Brief = Could you copy exactly the lines from the one containing "Target: framed poster" through the last line of the records, leaving out every picture?

Entries supplied =
▼
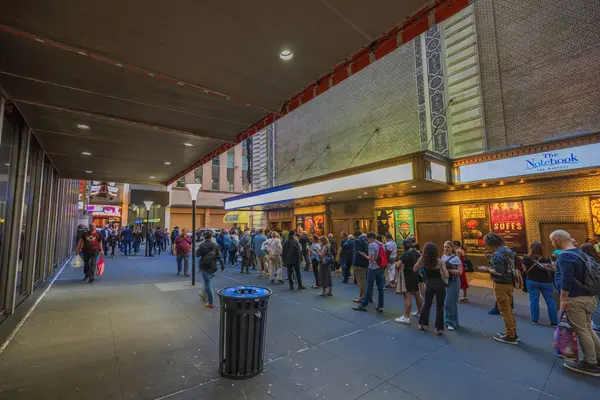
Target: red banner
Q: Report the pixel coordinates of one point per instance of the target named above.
(508, 221)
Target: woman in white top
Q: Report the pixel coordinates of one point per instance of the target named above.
(275, 249)
(455, 270)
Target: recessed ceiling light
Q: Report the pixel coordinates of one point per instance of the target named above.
(286, 55)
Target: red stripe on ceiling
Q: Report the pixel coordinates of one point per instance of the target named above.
(128, 67)
(339, 75)
(386, 47)
(322, 86)
(446, 9)
(361, 62)
(386, 43)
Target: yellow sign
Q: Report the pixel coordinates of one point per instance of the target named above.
(236, 217)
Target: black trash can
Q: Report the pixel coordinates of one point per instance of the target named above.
(242, 331)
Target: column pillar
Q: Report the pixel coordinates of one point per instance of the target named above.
(237, 169)
(223, 184)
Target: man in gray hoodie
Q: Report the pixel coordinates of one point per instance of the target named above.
(502, 271)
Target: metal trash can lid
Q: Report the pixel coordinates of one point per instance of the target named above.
(244, 292)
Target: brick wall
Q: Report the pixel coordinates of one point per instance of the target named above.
(545, 70)
(383, 96)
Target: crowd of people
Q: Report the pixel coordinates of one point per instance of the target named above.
(428, 275)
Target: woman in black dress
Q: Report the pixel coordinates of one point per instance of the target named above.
(435, 273)
(407, 281)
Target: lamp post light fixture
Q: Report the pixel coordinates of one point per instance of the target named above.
(148, 204)
(194, 188)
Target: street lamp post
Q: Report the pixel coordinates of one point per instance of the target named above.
(148, 204)
(193, 188)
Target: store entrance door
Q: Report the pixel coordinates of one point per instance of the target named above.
(338, 226)
(576, 230)
(435, 232)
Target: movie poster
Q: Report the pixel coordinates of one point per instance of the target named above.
(385, 222)
(474, 225)
(309, 225)
(595, 204)
(405, 224)
(319, 225)
(300, 224)
(508, 221)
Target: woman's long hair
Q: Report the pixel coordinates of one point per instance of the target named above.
(430, 255)
(536, 250)
(590, 250)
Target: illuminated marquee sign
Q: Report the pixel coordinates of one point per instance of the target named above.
(532, 164)
(105, 211)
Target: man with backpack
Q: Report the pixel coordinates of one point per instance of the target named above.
(577, 279)
(375, 272)
(209, 254)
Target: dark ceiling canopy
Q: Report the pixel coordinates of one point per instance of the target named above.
(147, 79)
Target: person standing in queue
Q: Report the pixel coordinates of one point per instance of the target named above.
(327, 264)
(112, 241)
(127, 237)
(291, 258)
(182, 248)
(315, 258)
(375, 274)
(304, 243)
(138, 238)
(209, 253)
(91, 246)
(578, 300)
(455, 270)
(436, 273)
(361, 264)
(502, 271)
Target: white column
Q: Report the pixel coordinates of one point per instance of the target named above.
(238, 170)
(207, 176)
(223, 185)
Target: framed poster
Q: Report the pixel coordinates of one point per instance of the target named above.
(309, 225)
(385, 222)
(595, 204)
(508, 221)
(319, 223)
(300, 224)
(474, 225)
(405, 224)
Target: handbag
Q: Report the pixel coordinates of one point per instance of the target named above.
(100, 267)
(77, 262)
(565, 339)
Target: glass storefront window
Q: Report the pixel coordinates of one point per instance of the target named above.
(6, 143)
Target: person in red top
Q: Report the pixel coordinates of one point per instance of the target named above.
(182, 248)
(90, 244)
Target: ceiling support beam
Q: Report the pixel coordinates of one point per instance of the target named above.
(127, 67)
(120, 120)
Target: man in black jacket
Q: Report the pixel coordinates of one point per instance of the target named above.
(291, 255)
(304, 242)
(209, 254)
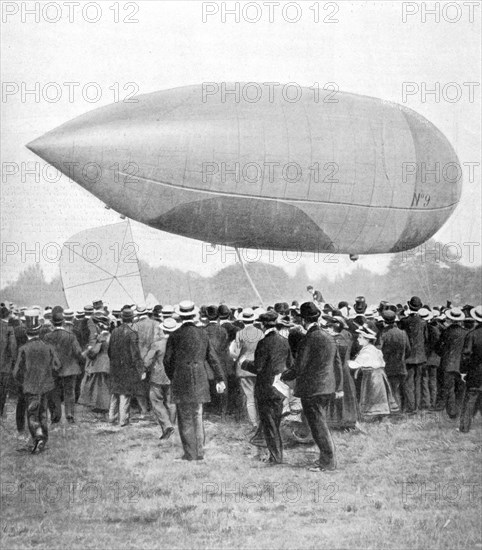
▲
Task answer =
Target: framed poster
Q: Report the pixel coordinates of one point per instance of the target named above.
(309, 225)
(385, 222)
(595, 204)
(508, 221)
(319, 223)
(300, 224)
(474, 225)
(405, 224)
Target: handbag
Q: Report the pixel coordinates of one point per instance of the target named above.
(100, 267)
(77, 262)
(565, 339)
Target: glass storefront window
Q: Report the pixel coordinates of one point per instance of the target named above.
(6, 143)
Target: person in red top
Q: Report the pixel coordinates of one point per instance of the target named above.
(182, 248)
(90, 244)
Target: ceiling support beam
Q: Report the pixel coordinates of one point per instance of the target named above.
(127, 67)
(120, 120)
Target: man in black jacket
Q: Report the pixel coordinates of one point per instance of the target named above.
(291, 255)
(304, 242)
(209, 254)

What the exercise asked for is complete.